* **SOURCE TEXT**
++++++++++

Shamanism to me means many things but the following helps put some of it into words: Shamanism is the belief and realization of the spirit world around us and its importance in everyday life and how to best understand that spiritual world of sorts. However, the human brain has long since developed barriers in the brain which prevent us from seeing or interacting with the spirit world around us. It is the use of Psychedelics by a shaman to "spirit walk" which helps break down that barrier in our minds to allow us to see what we are intended to see for a time. It is a Shamans "job" to make heads or tails of what he or she has seen. depending on if the shaman is spirit walking with a patient or not changes many of these factors.

Shamans (as i know them) are "witch doctors" of sorts though i dont really like that term. They practice Natural healing though the use of plants from psychedelic to herbal. I myself practice in natural healing of myself and others. It has been an area of great interest to me. While Psychedelics heal the mind, they only do so much for the body, so it is important to know how to care for that as well with the hundreds and thousands of plants which have medicinal properties.

++++++++++

* **TASKS TO CARRY OUT**
a. Quote the shamanism text, starting with "Shamans (as i" and going on through "have medicinal properties.".
b. Continue the text on shamanism, picking up right after its final sentence.
The lines that come next are separate from the shamanism text.

++++++++++

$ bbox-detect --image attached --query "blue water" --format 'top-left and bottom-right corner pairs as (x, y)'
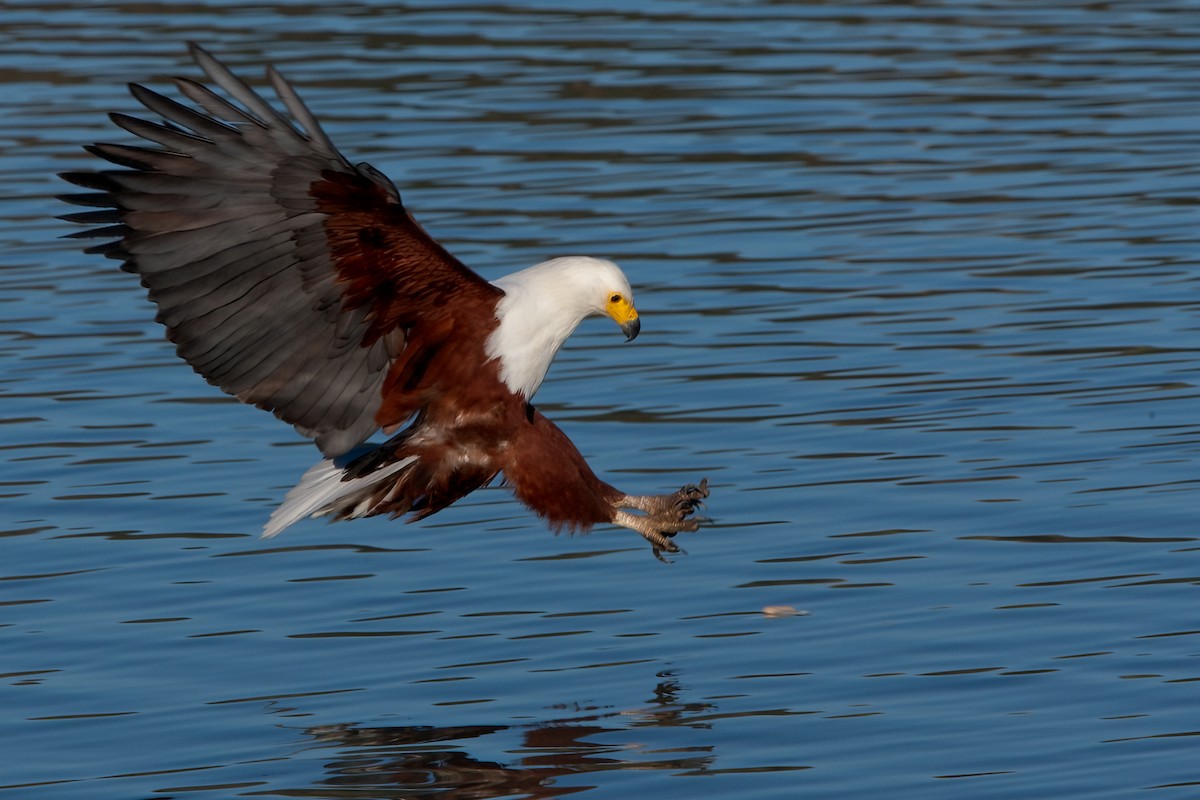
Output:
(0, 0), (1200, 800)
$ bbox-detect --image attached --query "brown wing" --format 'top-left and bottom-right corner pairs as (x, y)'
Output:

++++++++++

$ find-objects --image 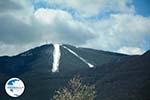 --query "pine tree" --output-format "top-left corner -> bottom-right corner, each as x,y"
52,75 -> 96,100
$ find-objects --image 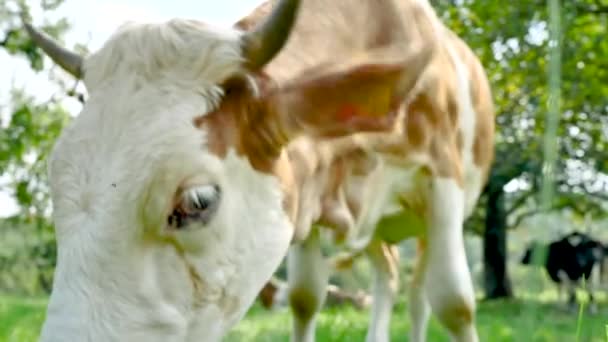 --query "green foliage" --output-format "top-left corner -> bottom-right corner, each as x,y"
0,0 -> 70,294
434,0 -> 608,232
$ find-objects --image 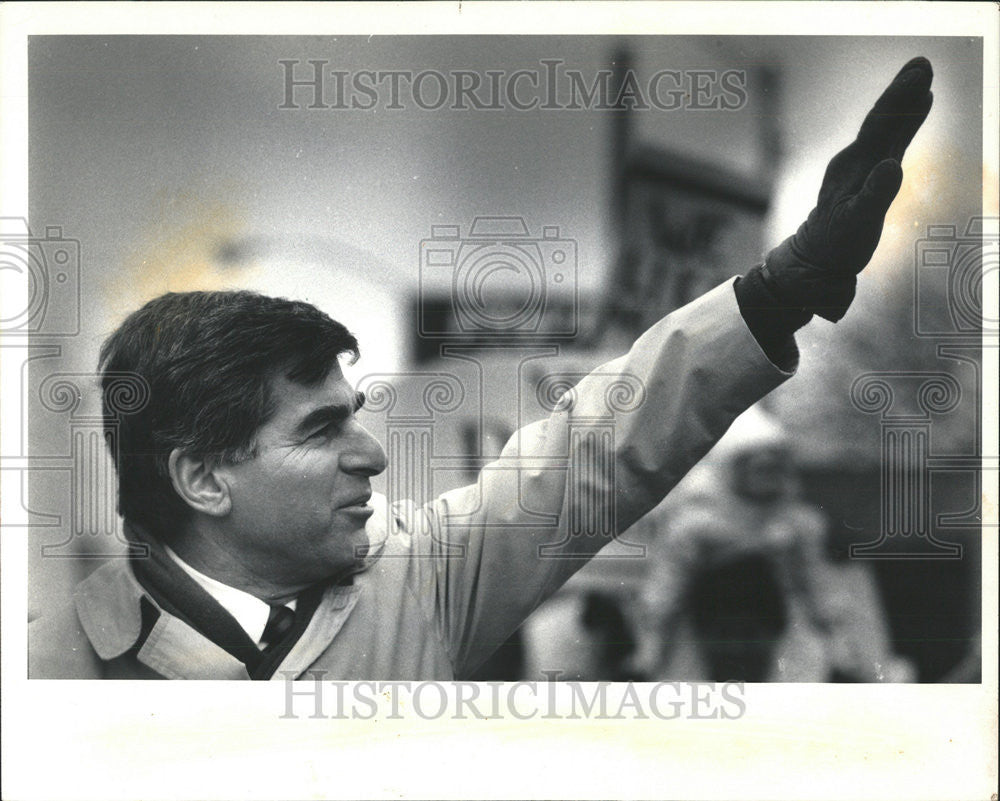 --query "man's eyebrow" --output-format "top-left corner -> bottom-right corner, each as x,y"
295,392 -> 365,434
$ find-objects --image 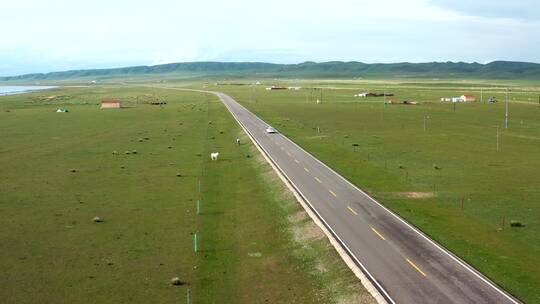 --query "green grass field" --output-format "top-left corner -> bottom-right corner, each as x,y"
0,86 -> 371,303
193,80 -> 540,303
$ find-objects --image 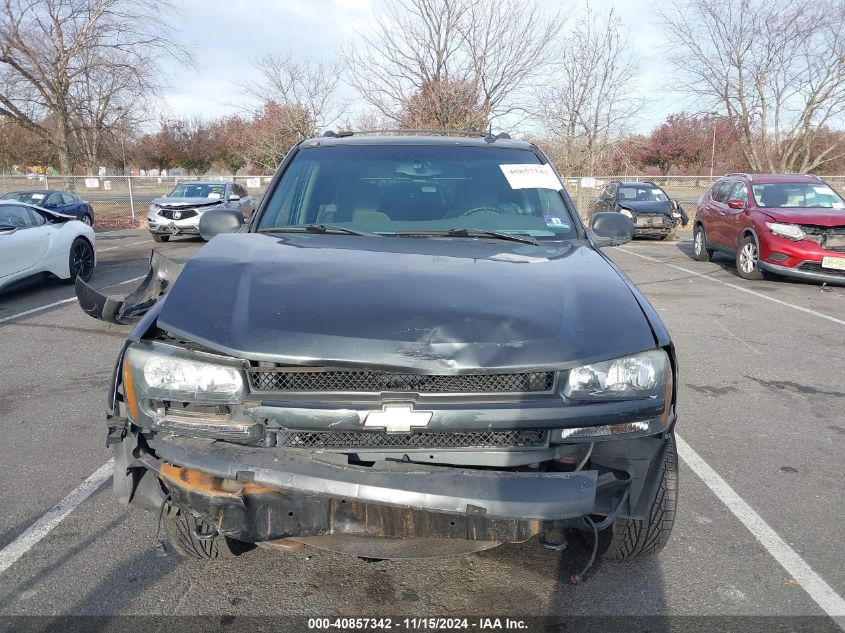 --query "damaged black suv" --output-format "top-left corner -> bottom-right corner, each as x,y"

++++++++++

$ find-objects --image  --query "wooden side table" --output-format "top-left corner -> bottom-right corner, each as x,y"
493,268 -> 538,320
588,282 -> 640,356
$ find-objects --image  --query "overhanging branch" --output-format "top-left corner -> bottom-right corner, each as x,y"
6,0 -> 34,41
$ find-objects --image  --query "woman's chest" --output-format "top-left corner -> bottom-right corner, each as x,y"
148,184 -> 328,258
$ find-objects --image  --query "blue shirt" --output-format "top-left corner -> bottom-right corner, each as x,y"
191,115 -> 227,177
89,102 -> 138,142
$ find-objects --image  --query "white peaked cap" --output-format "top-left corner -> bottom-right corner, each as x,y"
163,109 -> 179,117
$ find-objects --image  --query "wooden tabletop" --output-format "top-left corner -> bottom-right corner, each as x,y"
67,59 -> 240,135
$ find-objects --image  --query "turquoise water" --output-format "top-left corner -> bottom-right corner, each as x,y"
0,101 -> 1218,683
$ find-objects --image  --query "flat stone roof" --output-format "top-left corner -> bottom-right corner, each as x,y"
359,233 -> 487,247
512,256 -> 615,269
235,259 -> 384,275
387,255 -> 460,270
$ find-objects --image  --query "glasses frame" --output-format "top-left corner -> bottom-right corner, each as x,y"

++++++++++

* **ANSWERS PER TASK**
a.
Shamans (as i know them) are "witch doctors" of sorts though i dont really like that term. They practice Natural healing though the use of plants from psychedelic to herbal. I myself practice in natural healing of myself and others. It has been an area of great interest to me. While Psychedelics heal the mind, they only do so much for the body, so it is important to know how to care for that as well with the hundreds and thousands of plants which have medicinal properties.

b.
Being that i still consider myself an Acolyte i have focused on practicing the Medicinal healing more than the spiritual healing because i do not feel like im ready to take on the responsibility of another persons spiritual being or anything related to that. I can hardly make sense of my visions much less someone else's dream.

Shamans are the bridge between our world and the spirit world, it is said that a blind shamans vision beats the vision of a thousand seeing men. that would be because a shaman looks at things with his spirit and not his eyes.

Im sure not everything i have said lines up with "shamanism" or what everyone thinks shamanism is, but this is just how i have come to see it, and i see it in many other ways as well.

Also, shamanism is thought to have been the very first religion dating back more than 80,000 years.